>> Start

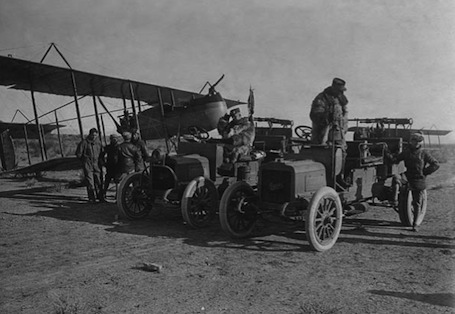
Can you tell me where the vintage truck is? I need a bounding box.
[219,119,427,251]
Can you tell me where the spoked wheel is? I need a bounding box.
[117,173,153,219]
[305,186,342,252]
[220,181,258,238]
[294,125,311,141]
[181,177,219,228]
[398,188,427,227]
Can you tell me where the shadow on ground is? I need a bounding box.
[368,290,455,308]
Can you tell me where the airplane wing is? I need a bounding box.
[0,56,241,108]
[2,157,82,174]
[0,121,65,139]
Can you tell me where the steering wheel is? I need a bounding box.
[294,125,311,141]
[188,125,210,140]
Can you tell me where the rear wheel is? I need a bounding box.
[117,173,153,219]
[220,181,258,238]
[398,188,427,227]
[181,177,219,228]
[305,187,342,252]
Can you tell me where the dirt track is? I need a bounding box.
[0,160,455,313]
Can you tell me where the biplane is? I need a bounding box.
[348,118,452,146]
[0,44,244,174]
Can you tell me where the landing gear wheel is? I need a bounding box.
[117,173,153,219]
[305,186,342,252]
[398,188,427,227]
[188,125,210,140]
[181,177,219,228]
[294,125,311,142]
[220,181,258,238]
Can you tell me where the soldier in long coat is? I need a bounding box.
[387,132,439,231]
[217,108,255,163]
[310,78,350,188]
[76,128,104,203]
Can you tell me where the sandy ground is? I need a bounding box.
[0,160,455,314]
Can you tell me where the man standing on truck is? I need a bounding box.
[76,128,104,203]
[118,131,144,181]
[387,132,439,231]
[102,134,120,199]
[217,108,255,163]
[310,77,349,188]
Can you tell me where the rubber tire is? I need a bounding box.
[181,176,219,228]
[220,181,258,238]
[305,186,343,252]
[117,172,153,220]
[398,188,428,227]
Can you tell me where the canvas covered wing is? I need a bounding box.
[0,56,239,108]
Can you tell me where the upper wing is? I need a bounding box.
[0,56,240,108]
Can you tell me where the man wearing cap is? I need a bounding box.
[102,134,120,198]
[76,128,104,203]
[217,108,255,163]
[131,129,150,161]
[118,131,144,181]
[310,78,349,188]
[310,78,348,146]
[387,132,439,231]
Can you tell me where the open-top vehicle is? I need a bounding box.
[220,119,426,251]
[117,118,314,228]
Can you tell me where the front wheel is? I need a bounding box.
[220,181,258,238]
[305,187,342,252]
[398,188,427,227]
[117,172,153,219]
[181,177,219,228]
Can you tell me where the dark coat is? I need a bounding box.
[76,138,101,172]
[118,142,144,173]
[310,87,348,147]
[392,147,439,190]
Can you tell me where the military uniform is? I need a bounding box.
[310,86,348,148]
[76,137,104,202]
[217,109,255,163]
[103,135,119,196]
[387,133,439,230]
[118,142,144,179]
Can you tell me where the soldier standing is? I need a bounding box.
[310,78,349,188]
[103,134,120,198]
[118,132,144,181]
[217,108,255,163]
[131,129,150,167]
[76,128,104,203]
[387,132,439,231]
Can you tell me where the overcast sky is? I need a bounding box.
[0,0,455,142]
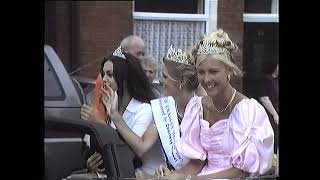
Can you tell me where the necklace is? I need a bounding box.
[211,88,237,114]
[176,104,183,122]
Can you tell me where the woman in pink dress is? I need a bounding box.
[156,29,274,179]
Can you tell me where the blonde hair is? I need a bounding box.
[190,29,242,77]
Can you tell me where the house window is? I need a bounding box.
[44,55,66,101]
[133,0,218,80]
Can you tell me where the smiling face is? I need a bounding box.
[161,67,180,97]
[197,56,230,97]
[103,60,118,91]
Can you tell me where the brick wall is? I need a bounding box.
[74,1,133,78]
[217,0,244,92]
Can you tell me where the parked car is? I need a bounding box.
[44,45,134,180]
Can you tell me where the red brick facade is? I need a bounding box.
[76,1,133,77]
[45,1,133,78]
[217,0,244,92]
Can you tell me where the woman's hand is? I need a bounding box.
[81,104,93,120]
[154,164,171,177]
[101,85,119,119]
[86,152,105,173]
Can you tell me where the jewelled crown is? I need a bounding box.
[166,45,190,65]
[112,46,126,59]
[197,42,229,54]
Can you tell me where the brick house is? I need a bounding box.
[45,0,278,91]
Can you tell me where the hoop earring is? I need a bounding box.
[227,74,231,82]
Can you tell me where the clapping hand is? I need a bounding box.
[101,85,118,119]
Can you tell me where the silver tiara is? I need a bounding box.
[166,45,189,64]
[112,46,126,59]
[197,42,228,54]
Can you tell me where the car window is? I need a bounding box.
[44,55,66,100]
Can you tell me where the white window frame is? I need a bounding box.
[243,0,279,23]
[133,0,218,34]
[243,13,279,23]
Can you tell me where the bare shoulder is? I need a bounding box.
[233,91,249,104]
[201,96,212,110]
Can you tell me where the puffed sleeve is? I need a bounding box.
[176,96,207,161]
[229,99,274,174]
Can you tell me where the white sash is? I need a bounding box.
[151,96,189,169]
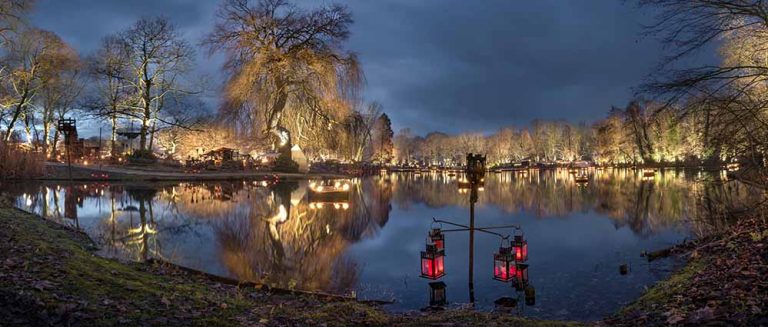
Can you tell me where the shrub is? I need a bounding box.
[274,153,299,173]
[0,141,45,179]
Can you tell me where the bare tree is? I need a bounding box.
[35,44,83,155]
[117,17,193,150]
[2,29,73,141]
[86,36,135,158]
[205,0,362,147]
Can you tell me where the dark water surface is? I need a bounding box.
[2,169,752,320]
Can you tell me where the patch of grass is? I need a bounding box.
[618,259,706,315]
[0,203,576,326]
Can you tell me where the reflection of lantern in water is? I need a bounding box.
[429,282,448,306]
[512,235,528,262]
[429,228,445,250]
[512,263,528,291]
[421,244,445,279]
[493,244,517,283]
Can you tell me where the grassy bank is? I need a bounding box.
[0,204,564,326]
[605,217,768,326]
[0,204,768,326]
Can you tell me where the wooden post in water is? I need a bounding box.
[465,153,485,305]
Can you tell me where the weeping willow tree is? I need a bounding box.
[205,0,362,151]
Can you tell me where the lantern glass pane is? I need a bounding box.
[421,258,434,277]
[435,255,445,276]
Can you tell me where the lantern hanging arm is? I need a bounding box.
[432,217,523,233]
[429,218,443,229]
[432,218,520,239]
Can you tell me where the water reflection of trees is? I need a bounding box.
[3,170,763,293]
[214,180,391,293]
[390,169,762,235]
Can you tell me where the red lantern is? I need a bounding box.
[421,244,445,279]
[512,263,528,291]
[493,245,517,283]
[429,228,445,250]
[512,235,528,262]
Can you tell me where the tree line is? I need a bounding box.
[394,101,712,165]
[395,0,768,174]
[0,0,392,161]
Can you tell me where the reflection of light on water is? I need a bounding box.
[272,204,288,223]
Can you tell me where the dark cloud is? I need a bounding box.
[33,0,661,133]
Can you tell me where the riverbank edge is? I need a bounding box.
[0,203,768,326]
[600,216,768,326]
[0,203,580,326]
[37,163,350,182]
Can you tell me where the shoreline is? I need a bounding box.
[0,196,768,326]
[0,202,582,326]
[39,163,349,182]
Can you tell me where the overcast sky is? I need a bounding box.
[27,0,692,134]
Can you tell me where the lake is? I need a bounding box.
[2,169,761,320]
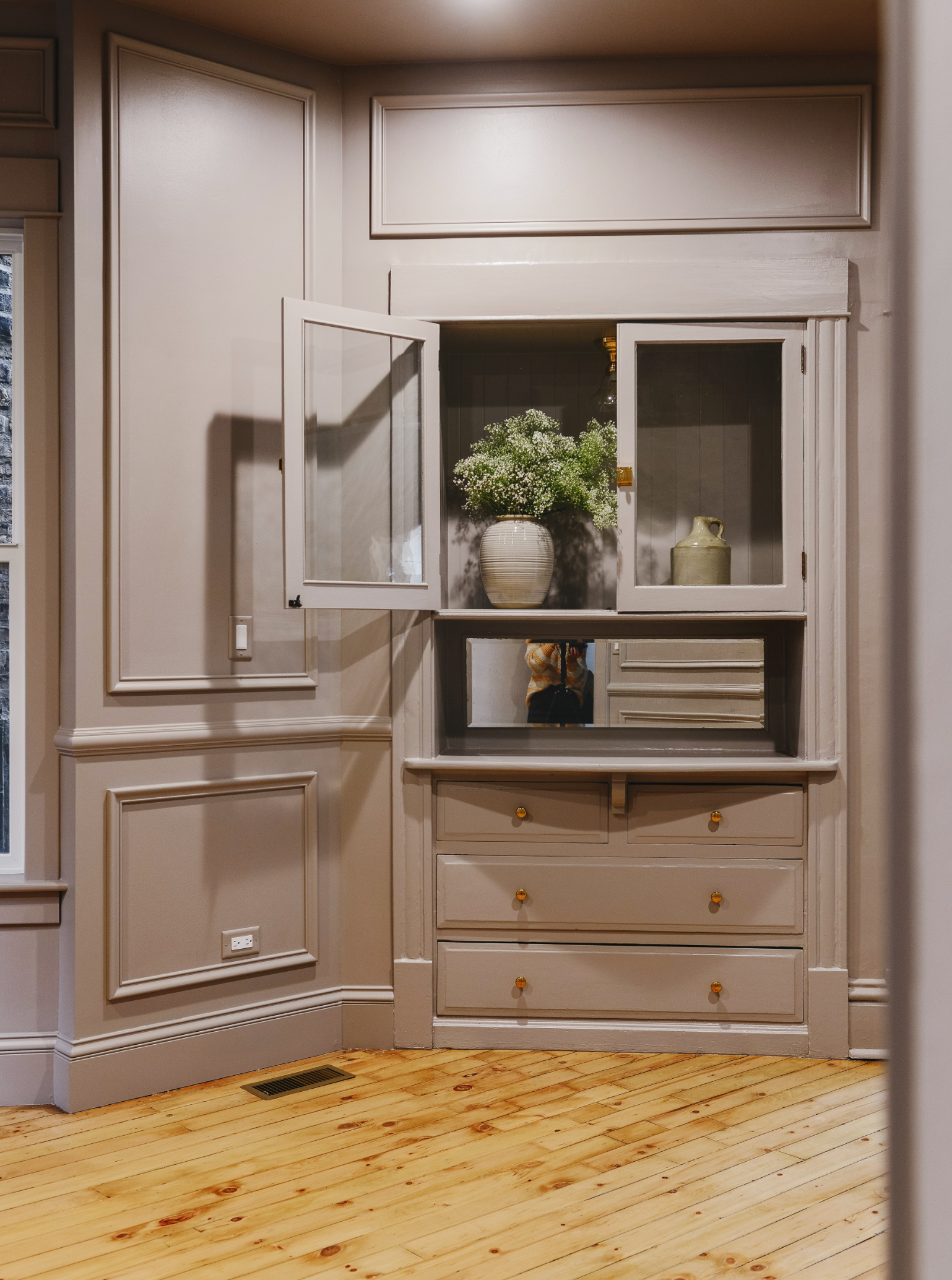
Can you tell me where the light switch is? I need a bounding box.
[228,615,254,662]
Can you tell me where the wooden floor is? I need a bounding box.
[0,1050,887,1280]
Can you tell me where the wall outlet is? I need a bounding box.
[222,924,260,960]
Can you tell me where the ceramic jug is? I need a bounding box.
[670,516,730,586]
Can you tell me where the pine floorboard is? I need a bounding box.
[0,1050,887,1280]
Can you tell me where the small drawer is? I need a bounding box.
[628,784,803,845]
[436,782,608,845]
[604,636,765,730]
[436,942,803,1023]
[436,854,803,933]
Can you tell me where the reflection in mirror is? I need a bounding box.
[465,636,766,730]
[305,321,425,582]
[465,639,595,729]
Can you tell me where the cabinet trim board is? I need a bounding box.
[370,84,872,238]
[390,256,850,320]
[433,1016,808,1057]
[54,716,392,756]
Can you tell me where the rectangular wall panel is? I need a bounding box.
[0,36,56,129]
[371,86,870,237]
[108,773,318,1000]
[109,37,313,693]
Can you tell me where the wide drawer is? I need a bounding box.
[436,942,803,1023]
[436,782,608,844]
[436,854,803,933]
[628,784,803,845]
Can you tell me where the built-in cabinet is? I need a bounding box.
[284,244,847,1055]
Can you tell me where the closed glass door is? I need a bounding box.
[618,324,803,612]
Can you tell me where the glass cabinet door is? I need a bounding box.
[283,298,441,609]
[618,324,803,613]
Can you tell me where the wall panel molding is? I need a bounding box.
[850,978,889,1005]
[106,773,318,1000]
[55,985,393,1058]
[105,35,316,694]
[54,716,392,756]
[0,156,59,218]
[0,36,56,129]
[390,257,850,320]
[371,84,872,237]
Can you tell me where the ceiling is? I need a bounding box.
[124,0,878,65]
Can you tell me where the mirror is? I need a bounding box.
[465,636,766,730]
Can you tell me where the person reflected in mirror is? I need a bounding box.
[526,640,595,724]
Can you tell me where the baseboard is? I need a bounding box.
[433,1018,808,1057]
[54,987,393,1112]
[340,1000,393,1049]
[0,1032,56,1107]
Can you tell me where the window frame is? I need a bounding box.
[282,297,443,609]
[0,230,27,876]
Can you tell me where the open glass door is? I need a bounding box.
[618,324,803,613]
[283,298,441,609]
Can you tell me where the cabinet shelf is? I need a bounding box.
[433,609,806,622]
[403,755,839,777]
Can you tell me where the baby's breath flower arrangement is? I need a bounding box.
[453,409,618,529]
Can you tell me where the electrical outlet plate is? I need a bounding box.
[228,613,254,662]
[222,924,261,960]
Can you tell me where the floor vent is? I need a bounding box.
[242,1066,355,1098]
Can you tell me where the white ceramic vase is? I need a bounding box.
[480,516,554,609]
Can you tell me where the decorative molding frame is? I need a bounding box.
[106,773,318,1000]
[53,716,392,758]
[106,32,318,694]
[390,257,850,320]
[370,84,873,238]
[0,36,56,129]
[0,156,60,218]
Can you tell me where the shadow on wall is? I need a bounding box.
[205,413,307,681]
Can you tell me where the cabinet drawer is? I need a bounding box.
[436,782,608,844]
[436,942,803,1023]
[436,854,803,933]
[628,785,803,845]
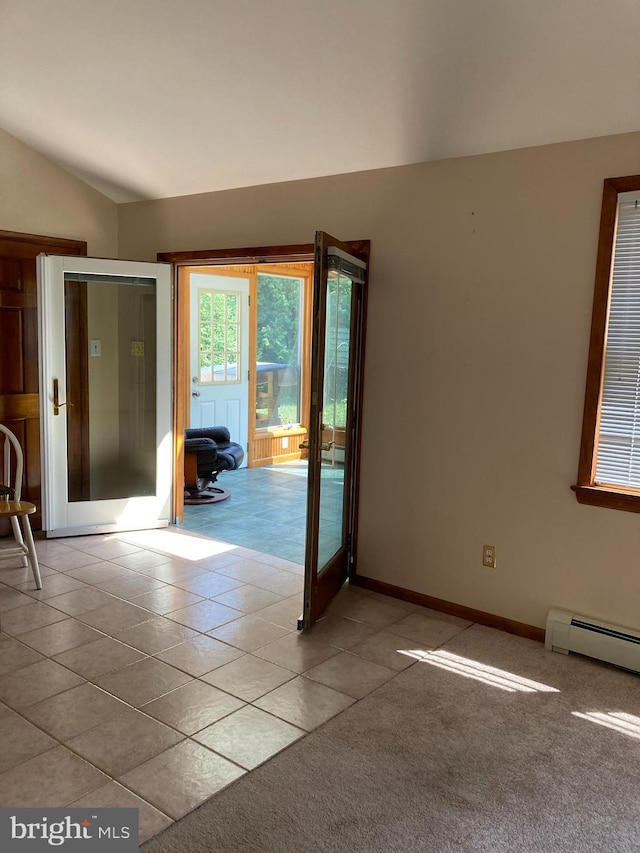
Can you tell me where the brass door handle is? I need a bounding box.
[53,379,73,415]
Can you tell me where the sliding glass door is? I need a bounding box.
[38,255,173,536]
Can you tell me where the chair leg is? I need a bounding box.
[10,515,29,566]
[22,515,42,589]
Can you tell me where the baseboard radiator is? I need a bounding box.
[544,610,640,672]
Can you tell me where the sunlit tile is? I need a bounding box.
[194,706,306,770]
[121,740,245,820]
[253,676,355,731]
[202,655,295,702]
[141,679,244,735]
[94,658,191,708]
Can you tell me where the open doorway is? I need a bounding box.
[176,261,316,563]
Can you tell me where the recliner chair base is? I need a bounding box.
[184,483,231,506]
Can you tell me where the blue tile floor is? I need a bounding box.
[180,460,343,564]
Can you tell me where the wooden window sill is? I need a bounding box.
[571,486,640,512]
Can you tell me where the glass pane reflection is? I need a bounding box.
[318,272,353,573]
[63,274,157,502]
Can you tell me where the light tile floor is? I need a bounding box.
[0,528,470,841]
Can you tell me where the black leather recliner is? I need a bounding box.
[184,427,244,504]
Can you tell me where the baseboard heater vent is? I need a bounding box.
[544,610,640,672]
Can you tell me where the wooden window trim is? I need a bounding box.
[572,170,640,512]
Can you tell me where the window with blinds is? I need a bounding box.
[594,194,640,489]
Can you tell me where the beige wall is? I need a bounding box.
[0,125,117,253]
[119,134,640,627]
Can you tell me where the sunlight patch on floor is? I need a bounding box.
[115,528,238,562]
[408,649,560,693]
[571,711,640,738]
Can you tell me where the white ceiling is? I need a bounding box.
[0,0,640,202]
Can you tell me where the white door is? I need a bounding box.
[38,255,173,536]
[189,269,250,465]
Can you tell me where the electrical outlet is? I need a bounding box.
[482,545,496,569]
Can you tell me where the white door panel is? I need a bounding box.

>> End

* [Instructions for the task] Convert the lines from the one containing "Can you tell me where the window with" through the last line into a Markdown table with the columns No. and Text, numbering each row and omitting blank lines.

* [Correct result]
| No. | Text |
|---|---|
| 1 | Can you tell me where the window with blinds is? I need a bounding box. |
| 2 | [594,194,640,489] |
| 3 | Can you tell me where the beige wall is? I need a bounding box. |
| 4 | [0,125,117,253] |
| 5 | [119,134,640,627] |
| 6 | Can you tell me where the sunlight patch on floor is? I need a bounding box. |
| 7 | [115,528,238,562] |
| 8 | [408,649,560,693] |
| 9 | [571,711,640,738] |
| 10 | Can you tell me where the white ceiling is? I need a bounding box. |
| 11 | [0,0,640,202] |
| 12 | Can you tell me where the white door is? I need a bounding box. |
| 13 | [38,255,173,536] |
| 14 | [189,269,250,465] |
| 15 | Can you tell me where the electrical outlet is? I need a bounding box. |
| 16 | [482,545,496,569] |
| 17 | Can you tell me where the white door panel is? I need a bounding box. |